» **The input**:
┌────────

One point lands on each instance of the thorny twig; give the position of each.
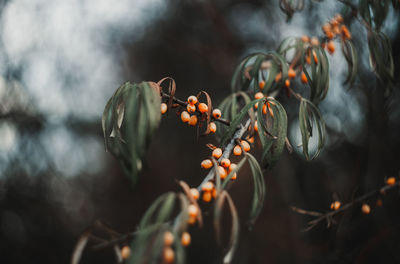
(329, 215)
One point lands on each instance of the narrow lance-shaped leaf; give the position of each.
(309, 115)
(259, 189)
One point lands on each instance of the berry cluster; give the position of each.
(194, 112)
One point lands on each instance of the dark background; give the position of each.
(49, 197)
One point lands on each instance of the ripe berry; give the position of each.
(193, 210)
(225, 163)
(278, 77)
(237, 150)
(391, 181)
(245, 145)
(335, 205)
(314, 41)
(365, 208)
(261, 85)
(163, 108)
(232, 167)
(216, 113)
(168, 239)
(168, 255)
(206, 164)
(203, 108)
(222, 172)
(192, 100)
(125, 252)
(213, 127)
(191, 108)
(304, 78)
(291, 73)
(195, 193)
(217, 153)
(256, 126)
(331, 47)
(258, 95)
(193, 120)
(305, 39)
(192, 220)
(185, 240)
(207, 187)
(345, 32)
(207, 197)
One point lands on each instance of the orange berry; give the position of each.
(335, 205)
(193, 120)
(339, 18)
(185, 116)
(305, 39)
(232, 167)
(192, 100)
(214, 193)
(258, 95)
(191, 108)
(225, 163)
(345, 32)
(168, 255)
(245, 145)
(207, 187)
(192, 220)
(207, 197)
(365, 208)
(314, 41)
(213, 127)
(217, 153)
(237, 150)
(206, 164)
(168, 239)
(185, 240)
(256, 126)
(308, 59)
(331, 47)
(195, 193)
(125, 252)
(391, 181)
(329, 35)
(315, 57)
(163, 108)
(216, 113)
(278, 77)
(193, 210)
(251, 140)
(222, 172)
(291, 73)
(265, 109)
(326, 28)
(261, 85)
(304, 78)
(203, 108)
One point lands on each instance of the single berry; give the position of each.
(163, 108)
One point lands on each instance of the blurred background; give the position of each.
(60, 61)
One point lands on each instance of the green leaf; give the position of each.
(236, 122)
(218, 209)
(259, 189)
(308, 116)
(350, 54)
(129, 121)
(272, 131)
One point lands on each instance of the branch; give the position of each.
(329, 215)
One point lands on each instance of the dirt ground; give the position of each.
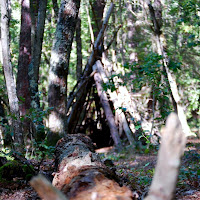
(136, 169)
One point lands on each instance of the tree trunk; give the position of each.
(78, 49)
(24, 59)
(8, 73)
(97, 15)
(85, 83)
(36, 54)
(106, 106)
(117, 104)
(168, 163)
(59, 65)
(156, 16)
(82, 175)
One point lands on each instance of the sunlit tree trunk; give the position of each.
(156, 16)
(24, 58)
(78, 49)
(8, 73)
(59, 65)
(36, 52)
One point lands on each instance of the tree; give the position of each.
(36, 51)
(156, 16)
(59, 67)
(9, 78)
(23, 92)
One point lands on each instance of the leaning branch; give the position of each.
(169, 159)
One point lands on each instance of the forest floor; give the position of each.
(135, 167)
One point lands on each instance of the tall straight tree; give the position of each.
(24, 58)
(156, 17)
(8, 73)
(38, 23)
(59, 66)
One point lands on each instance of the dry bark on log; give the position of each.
(45, 189)
(82, 175)
(166, 172)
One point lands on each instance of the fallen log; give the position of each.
(82, 175)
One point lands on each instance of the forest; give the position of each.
(99, 99)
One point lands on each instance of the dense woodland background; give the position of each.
(112, 70)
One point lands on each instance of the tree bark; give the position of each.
(84, 83)
(157, 23)
(106, 106)
(169, 155)
(82, 175)
(24, 60)
(8, 73)
(78, 49)
(117, 104)
(36, 55)
(59, 65)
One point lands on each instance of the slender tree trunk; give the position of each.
(106, 106)
(78, 49)
(97, 15)
(24, 58)
(59, 65)
(55, 8)
(8, 73)
(156, 16)
(36, 54)
(169, 158)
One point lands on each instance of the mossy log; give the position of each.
(82, 175)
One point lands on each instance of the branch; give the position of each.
(169, 159)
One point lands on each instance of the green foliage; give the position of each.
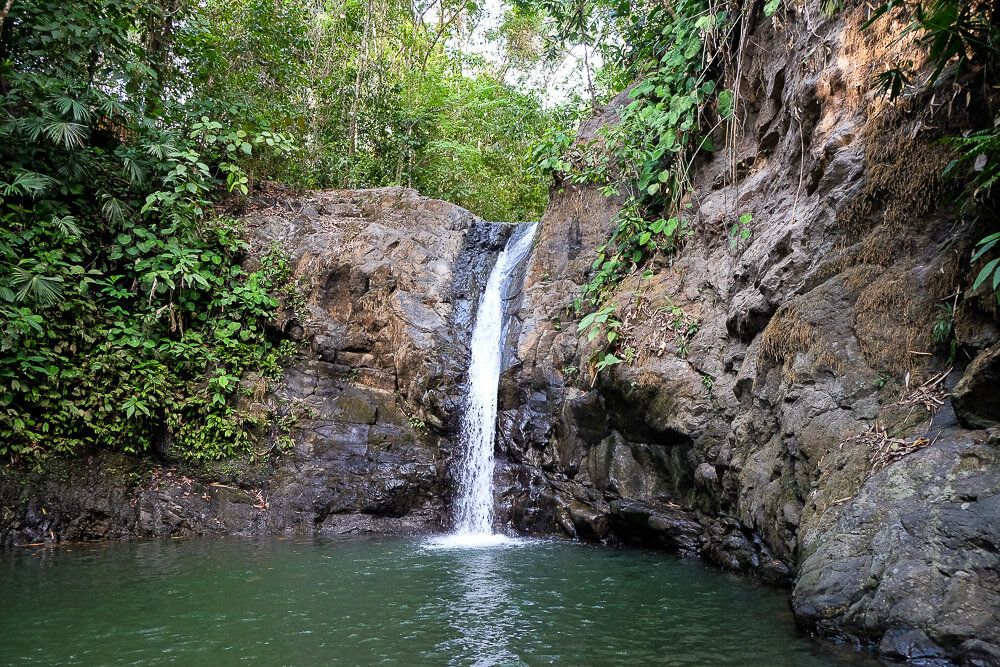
(740, 231)
(960, 35)
(943, 331)
(125, 316)
(644, 158)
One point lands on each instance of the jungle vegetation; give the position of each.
(133, 133)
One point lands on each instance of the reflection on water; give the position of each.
(387, 601)
(483, 613)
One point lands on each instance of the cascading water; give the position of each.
(474, 515)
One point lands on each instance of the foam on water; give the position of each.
(473, 541)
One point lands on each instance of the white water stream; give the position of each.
(474, 509)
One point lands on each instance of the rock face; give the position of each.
(787, 413)
(389, 282)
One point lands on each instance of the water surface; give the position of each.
(387, 601)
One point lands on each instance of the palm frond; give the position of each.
(66, 225)
(29, 183)
(70, 135)
(114, 209)
(45, 290)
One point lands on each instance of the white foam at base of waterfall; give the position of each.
(474, 507)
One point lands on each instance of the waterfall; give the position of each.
(474, 515)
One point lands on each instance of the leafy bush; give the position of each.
(125, 316)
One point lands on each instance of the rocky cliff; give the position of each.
(787, 413)
(387, 285)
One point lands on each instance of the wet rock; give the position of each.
(976, 397)
(390, 281)
(803, 426)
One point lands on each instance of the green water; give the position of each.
(386, 601)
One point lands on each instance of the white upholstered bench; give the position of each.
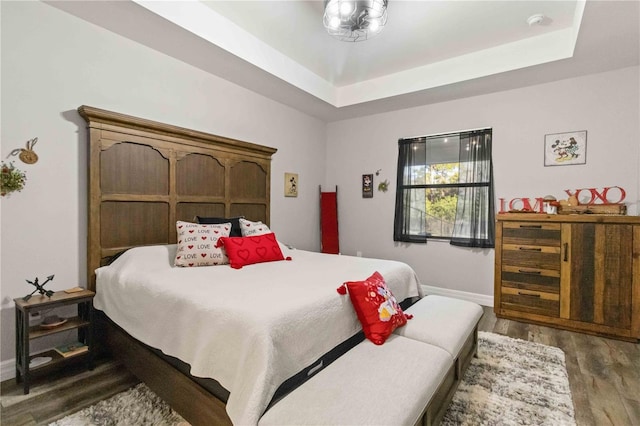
(448, 323)
(390, 384)
(409, 380)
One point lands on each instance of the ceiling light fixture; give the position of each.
(354, 20)
(535, 19)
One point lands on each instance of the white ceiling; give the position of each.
(430, 51)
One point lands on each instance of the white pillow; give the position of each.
(253, 228)
(197, 244)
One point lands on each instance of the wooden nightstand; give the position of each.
(83, 323)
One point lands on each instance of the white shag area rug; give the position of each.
(512, 382)
(136, 406)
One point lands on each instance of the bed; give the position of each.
(261, 324)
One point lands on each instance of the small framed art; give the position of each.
(564, 149)
(367, 186)
(290, 184)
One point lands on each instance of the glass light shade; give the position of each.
(354, 20)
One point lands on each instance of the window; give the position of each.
(445, 189)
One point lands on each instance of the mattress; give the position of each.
(250, 329)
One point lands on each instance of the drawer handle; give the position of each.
(524, 271)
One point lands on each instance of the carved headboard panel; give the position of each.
(145, 175)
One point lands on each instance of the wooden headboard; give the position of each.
(144, 176)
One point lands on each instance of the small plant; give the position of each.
(12, 179)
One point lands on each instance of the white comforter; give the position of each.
(251, 328)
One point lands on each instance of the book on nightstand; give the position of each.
(71, 349)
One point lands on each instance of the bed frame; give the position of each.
(143, 177)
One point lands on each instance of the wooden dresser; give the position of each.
(577, 272)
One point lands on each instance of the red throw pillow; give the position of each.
(244, 251)
(377, 309)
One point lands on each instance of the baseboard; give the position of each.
(8, 369)
(480, 299)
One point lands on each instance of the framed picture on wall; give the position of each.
(565, 149)
(367, 186)
(290, 184)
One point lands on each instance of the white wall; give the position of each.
(606, 105)
(52, 63)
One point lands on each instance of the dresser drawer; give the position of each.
(546, 280)
(531, 234)
(530, 301)
(531, 256)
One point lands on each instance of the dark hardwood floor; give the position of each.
(604, 375)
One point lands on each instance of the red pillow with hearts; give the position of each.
(244, 251)
(376, 307)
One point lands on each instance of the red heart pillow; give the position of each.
(377, 309)
(244, 251)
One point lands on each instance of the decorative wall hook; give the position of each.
(383, 186)
(40, 288)
(27, 154)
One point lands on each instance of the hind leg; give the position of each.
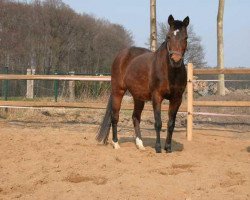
(116, 106)
(173, 109)
(138, 107)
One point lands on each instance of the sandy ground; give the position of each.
(63, 161)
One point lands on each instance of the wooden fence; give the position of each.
(189, 108)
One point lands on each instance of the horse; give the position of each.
(149, 76)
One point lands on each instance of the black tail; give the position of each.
(103, 132)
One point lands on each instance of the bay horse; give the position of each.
(149, 76)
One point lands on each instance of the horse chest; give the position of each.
(169, 89)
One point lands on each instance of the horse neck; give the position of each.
(162, 58)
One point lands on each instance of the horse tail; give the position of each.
(104, 128)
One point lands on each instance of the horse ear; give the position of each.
(170, 20)
(186, 21)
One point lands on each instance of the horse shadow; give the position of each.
(150, 142)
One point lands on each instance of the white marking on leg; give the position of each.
(176, 31)
(116, 145)
(139, 144)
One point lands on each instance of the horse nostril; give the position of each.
(176, 57)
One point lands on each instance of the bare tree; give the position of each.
(220, 47)
(153, 28)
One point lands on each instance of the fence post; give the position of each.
(6, 85)
(30, 85)
(56, 83)
(72, 87)
(189, 101)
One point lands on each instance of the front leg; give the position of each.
(173, 109)
(157, 99)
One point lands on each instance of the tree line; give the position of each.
(49, 36)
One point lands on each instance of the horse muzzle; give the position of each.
(176, 59)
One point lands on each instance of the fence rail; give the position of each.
(189, 108)
(54, 77)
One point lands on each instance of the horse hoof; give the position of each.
(116, 145)
(158, 148)
(139, 144)
(168, 149)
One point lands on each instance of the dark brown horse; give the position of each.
(149, 76)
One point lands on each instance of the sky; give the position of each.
(134, 15)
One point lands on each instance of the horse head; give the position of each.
(176, 40)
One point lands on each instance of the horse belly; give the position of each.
(138, 87)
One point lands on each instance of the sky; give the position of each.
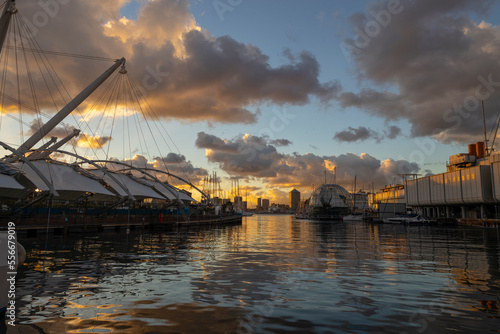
(275, 93)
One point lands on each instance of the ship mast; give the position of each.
(65, 111)
(8, 11)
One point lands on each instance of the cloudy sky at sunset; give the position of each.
(277, 92)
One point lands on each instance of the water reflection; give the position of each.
(272, 274)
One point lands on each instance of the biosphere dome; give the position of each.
(331, 200)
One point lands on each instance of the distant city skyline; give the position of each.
(276, 93)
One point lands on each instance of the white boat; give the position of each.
(353, 218)
(5, 267)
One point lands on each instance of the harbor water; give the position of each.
(272, 274)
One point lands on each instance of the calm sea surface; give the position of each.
(272, 274)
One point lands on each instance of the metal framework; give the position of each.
(142, 170)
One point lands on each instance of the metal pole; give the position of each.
(61, 115)
(484, 126)
(8, 10)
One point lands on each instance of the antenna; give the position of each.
(484, 125)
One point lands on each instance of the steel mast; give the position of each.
(61, 115)
(8, 11)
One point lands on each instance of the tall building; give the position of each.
(237, 200)
(265, 204)
(294, 199)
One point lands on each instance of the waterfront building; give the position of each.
(331, 201)
(265, 204)
(389, 202)
(470, 188)
(294, 200)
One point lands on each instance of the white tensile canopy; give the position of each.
(66, 181)
(136, 189)
(10, 188)
(169, 191)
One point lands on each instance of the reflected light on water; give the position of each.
(272, 274)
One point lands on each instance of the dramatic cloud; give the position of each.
(182, 168)
(185, 72)
(432, 62)
(247, 155)
(352, 134)
(281, 142)
(362, 133)
(254, 157)
(59, 131)
(87, 141)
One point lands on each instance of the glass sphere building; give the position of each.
(331, 201)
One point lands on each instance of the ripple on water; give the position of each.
(271, 274)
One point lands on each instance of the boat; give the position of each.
(6, 269)
(246, 214)
(352, 218)
(411, 218)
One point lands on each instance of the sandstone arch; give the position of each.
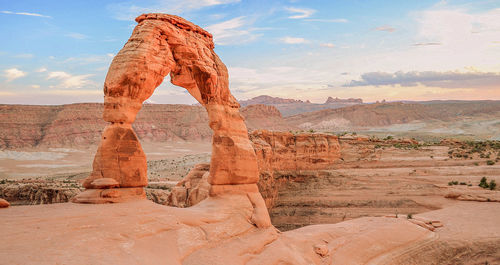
(161, 44)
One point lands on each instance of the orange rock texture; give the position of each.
(276, 151)
(288, 151)
(161, 44)
(4, 203)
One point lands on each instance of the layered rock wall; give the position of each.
(161, 44)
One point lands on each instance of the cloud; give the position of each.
(233, 31)
(24, 56)
(77, 36)
(385, 28)
(300, 12)
(293, 40)
(128, 11)
(70, 81)
(448, 79)
(334, 20)
(13, 73)
(25, 14)
(328, 45)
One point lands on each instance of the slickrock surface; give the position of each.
(81, 125)
(217, 231)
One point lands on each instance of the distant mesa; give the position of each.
(331, 100)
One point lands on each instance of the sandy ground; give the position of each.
(218, 232)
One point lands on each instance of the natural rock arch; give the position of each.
(161, 44)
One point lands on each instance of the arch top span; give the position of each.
(163, 44)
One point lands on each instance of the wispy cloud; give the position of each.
(334, 20)
(77, 36)
(328, 45)
(24, 56)
(385, 28)
(70, 81)
(13, 73)
(427, 44)
(25, 14)
(293, 40)
(448, 79)
(233, 31)
(299, 13)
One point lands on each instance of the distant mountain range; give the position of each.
(289, 107)
(28, 126)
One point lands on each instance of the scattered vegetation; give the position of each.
(483, 183)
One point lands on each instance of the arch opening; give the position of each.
(164, 44)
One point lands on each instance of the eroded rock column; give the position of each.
(161, 44)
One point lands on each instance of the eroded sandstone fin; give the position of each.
(161, 44)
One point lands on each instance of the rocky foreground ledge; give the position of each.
(219, 231)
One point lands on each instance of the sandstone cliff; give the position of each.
(77, 125)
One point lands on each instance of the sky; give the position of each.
(58, 52)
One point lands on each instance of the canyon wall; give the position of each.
(81, 125)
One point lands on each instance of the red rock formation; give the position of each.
(268, 100)
(264, 117)
(330, 100)
(287, 151)
(276, 151)
(162, 44)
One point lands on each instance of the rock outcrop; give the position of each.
(288, 151)
(264, 117)
(4, 203)
(162, 44)
(331, 100)
(268, 100)
(276, 152)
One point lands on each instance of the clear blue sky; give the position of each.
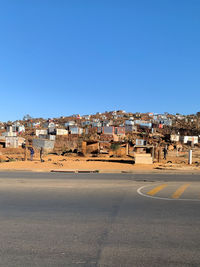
(59, 57)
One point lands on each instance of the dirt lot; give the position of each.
(54, 162)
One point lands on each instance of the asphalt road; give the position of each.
(55, 219)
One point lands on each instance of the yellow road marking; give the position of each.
(156, 189)
(180, 191)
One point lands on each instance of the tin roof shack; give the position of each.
(143, 124)
(143, 153)
(120, 132)
(14, 141)
(47, 145)
(174, 138)
(61, 132)
(18, 128)
(190, 140)
(130, 128)
(110, 130)
(76, 130)
(41, 132)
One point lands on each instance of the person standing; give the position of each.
(165, 152)
(41, 154)
(32, 153)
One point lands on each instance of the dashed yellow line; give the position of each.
(156, 189)
(180, 191)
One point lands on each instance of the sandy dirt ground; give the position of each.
(54, 162)
(61, 163)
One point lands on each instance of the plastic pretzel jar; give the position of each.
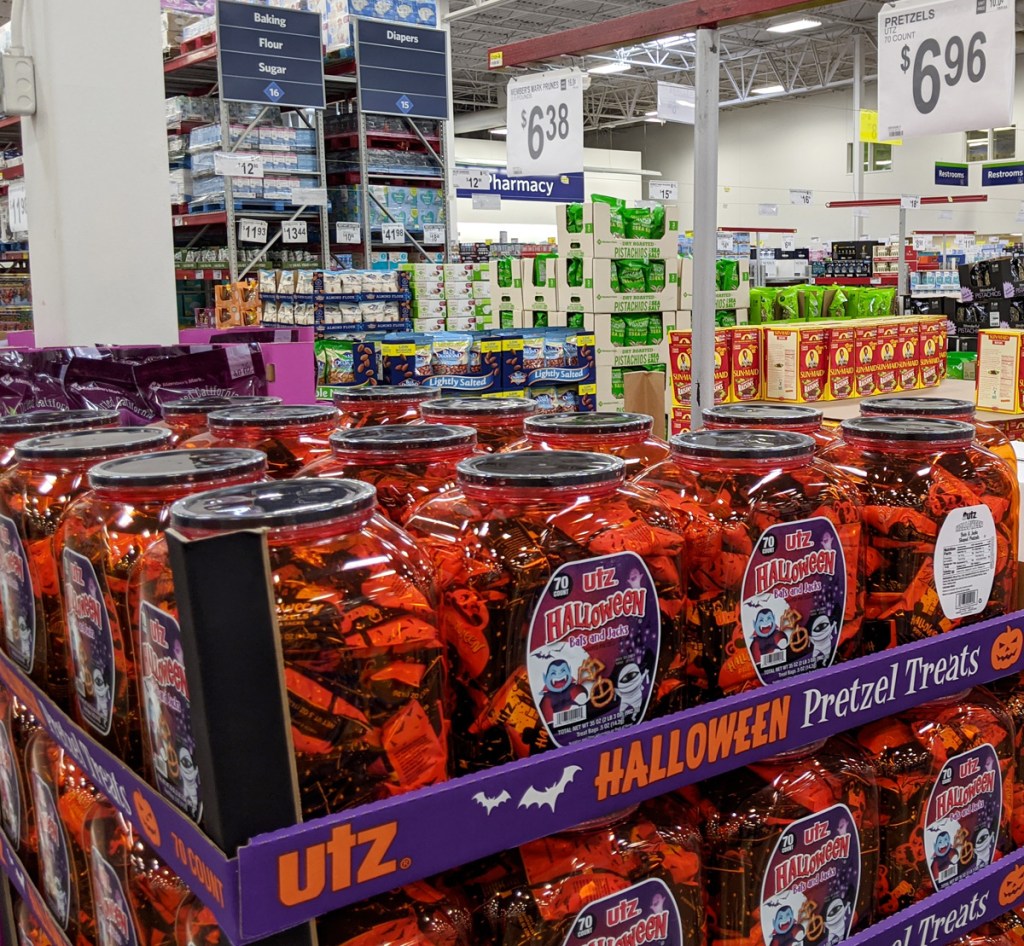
(626, 435)
(498, 421)
(949, 409)
(774, 556)
(634, 877)
(406, 463)
(791, 418)
(559, 588)
(946, 774)
(291, 436)
(16, 427)
(137, 896)
(187, 417)
(101, 536)
(61, 796)
(365, 663)
(792, 848)
(377, 406)
(940, 522)
(51, 472)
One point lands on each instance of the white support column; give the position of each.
(95, 167)
(705, 225)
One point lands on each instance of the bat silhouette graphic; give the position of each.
(550, 796)
(492, 804)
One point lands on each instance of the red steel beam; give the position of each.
(640, 28)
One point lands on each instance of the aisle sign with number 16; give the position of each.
(945, 66)
(545, 124)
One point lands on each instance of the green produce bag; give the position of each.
(617, 223)
(573, 271)
(505, 272)
(838, 306)
(788, 302)
(727, 274)
(637, 328)
(655, 275)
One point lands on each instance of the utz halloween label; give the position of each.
(10, 791)
(15, 593)
(54, 864)
(645, 912)
(965, 561)
(812, 880)
(89, 641)
(114, 919)
(593, 646)
(962, 821)
(168, 710)
(794, 599)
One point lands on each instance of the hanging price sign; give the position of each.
(252, 230)
(433, 233)
(347, 232)
(233, 164)
(545, 124)
(945, 66)
(392, 233)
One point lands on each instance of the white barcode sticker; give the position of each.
(965, 561)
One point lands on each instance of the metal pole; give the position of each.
(858, 147)
(705, 225)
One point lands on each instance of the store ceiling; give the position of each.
(752, 58)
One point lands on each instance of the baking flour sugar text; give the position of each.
(906, 677)
(667, 756)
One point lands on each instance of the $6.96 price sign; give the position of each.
(945, 66)
(545, 128)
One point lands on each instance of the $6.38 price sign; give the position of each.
(945, 66)
(545, 131)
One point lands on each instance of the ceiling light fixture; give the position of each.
(608, 68)
(794, 26)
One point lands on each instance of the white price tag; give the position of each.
(545, 124)
(945, 66)
(663, 189)
(252, 230)
(392, 233)
(471, 179)
(237, 164)
(17, 212)
(347, 232)
(433, 233)
(294, 231)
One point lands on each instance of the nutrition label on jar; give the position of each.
(965, 561)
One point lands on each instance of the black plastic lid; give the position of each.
(207, 403)
(542, 469)
(607, 422)
(40, 421)
(918, 406)
(175, 467)
(763, 415)
(492, 407)
(742, 443)
(273, 505)
(280, 416)
(396, 438)
(77, 444)
(918, 429)
(385, 394)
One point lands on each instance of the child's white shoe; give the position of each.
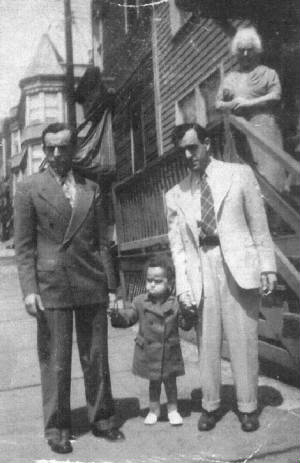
(151, 418)
(174, 418)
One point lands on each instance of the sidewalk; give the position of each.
(21, 436)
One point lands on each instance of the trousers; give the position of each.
(233, 311)
(54, 344)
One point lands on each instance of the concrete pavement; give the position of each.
(21, 436)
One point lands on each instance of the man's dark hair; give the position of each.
(58, 127)
(163, 262)
(180, 130)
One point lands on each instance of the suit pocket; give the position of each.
(139, 340)
(46, 265)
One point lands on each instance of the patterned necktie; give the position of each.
(208, 226)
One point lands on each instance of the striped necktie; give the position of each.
(208, 226)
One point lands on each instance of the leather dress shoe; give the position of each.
(112, 435)
(249, 421)
(207, 420)
(62, 445)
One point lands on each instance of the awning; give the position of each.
(96, 153)
(18, 160)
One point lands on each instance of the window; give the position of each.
(209, 88)
(98, 44)
(15, 143)
(178, 17)
(191, 108)
(199, 105)
(37, 155)
(35, 108)
(131, 14)
(137, 137)
(52, 106)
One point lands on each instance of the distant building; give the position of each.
(42, 101)
(166, 61)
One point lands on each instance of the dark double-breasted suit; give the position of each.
(63, 255)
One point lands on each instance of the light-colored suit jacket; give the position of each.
(242, 227)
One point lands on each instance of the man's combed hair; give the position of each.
(58, 127)
(180, 130)
(163, 262)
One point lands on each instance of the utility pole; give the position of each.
(71, 108)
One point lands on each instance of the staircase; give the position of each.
(279, 323)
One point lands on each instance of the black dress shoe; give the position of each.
(207, 420)
(60, 445)
(112, 435)
(249, 421)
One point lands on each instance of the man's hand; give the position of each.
(33, 304)
(186, 299)
(240, 102)
(112, 302)
(268, 282)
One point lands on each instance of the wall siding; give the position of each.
(185, 60)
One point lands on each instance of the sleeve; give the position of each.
(176, 246)
(103, 242)
(25, 224)
(257, 221)
(274, 85)
(226, 89)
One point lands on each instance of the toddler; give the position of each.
(157, 355)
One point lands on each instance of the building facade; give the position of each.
(42, 101)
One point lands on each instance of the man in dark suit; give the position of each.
(65, 266)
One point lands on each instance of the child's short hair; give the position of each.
(163, 262)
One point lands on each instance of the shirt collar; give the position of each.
(62, 180)
(195, 177)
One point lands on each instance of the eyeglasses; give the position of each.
(61, 148)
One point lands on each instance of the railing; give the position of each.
(139, 203)
(141, 224)
(140, 209)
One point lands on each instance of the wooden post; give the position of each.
(71, 109)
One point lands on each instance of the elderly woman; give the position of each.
(254, 92)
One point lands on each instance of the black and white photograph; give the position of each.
(149, 231)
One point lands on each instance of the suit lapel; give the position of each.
(83, 201)
(220, 180)
(53, 194)
(185, 201)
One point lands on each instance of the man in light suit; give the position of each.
(65, 266)
(223, 254)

└────────

Return exactly the lines from the one containing "One point lands on each instance of the child's short" to the last line of the data, and nothing more.

One point lands on each instance of the child's short hair; give the position of each.
(163, 262)
One point lands on each instance of the shirt collar; give the position of each.
(62, 180)
(195, 177)
One point lands on each instance of the eyeglasses; give the position of each.
(61, 148)
One point lands on each instance of the railing; give the position of each.
(139, 203)
(141, 224)
(140, 209)
One point lands on each instance of the wooden post; give the position of each.
(71, 109)
One point lands on each instance of the elderly woman; give the position of each.
(254, 92)
One point lands on each instance of the black and white photograph; give the position of each.
(149, 231)
One point lands on each instance of the suit lapel; give the position of each.
(83, 201)
(220, 180)
(53, 194)
(185, 201)
One point lands on each instance of the man in light suit; give the position of each.
(65, 266)
(223, 254)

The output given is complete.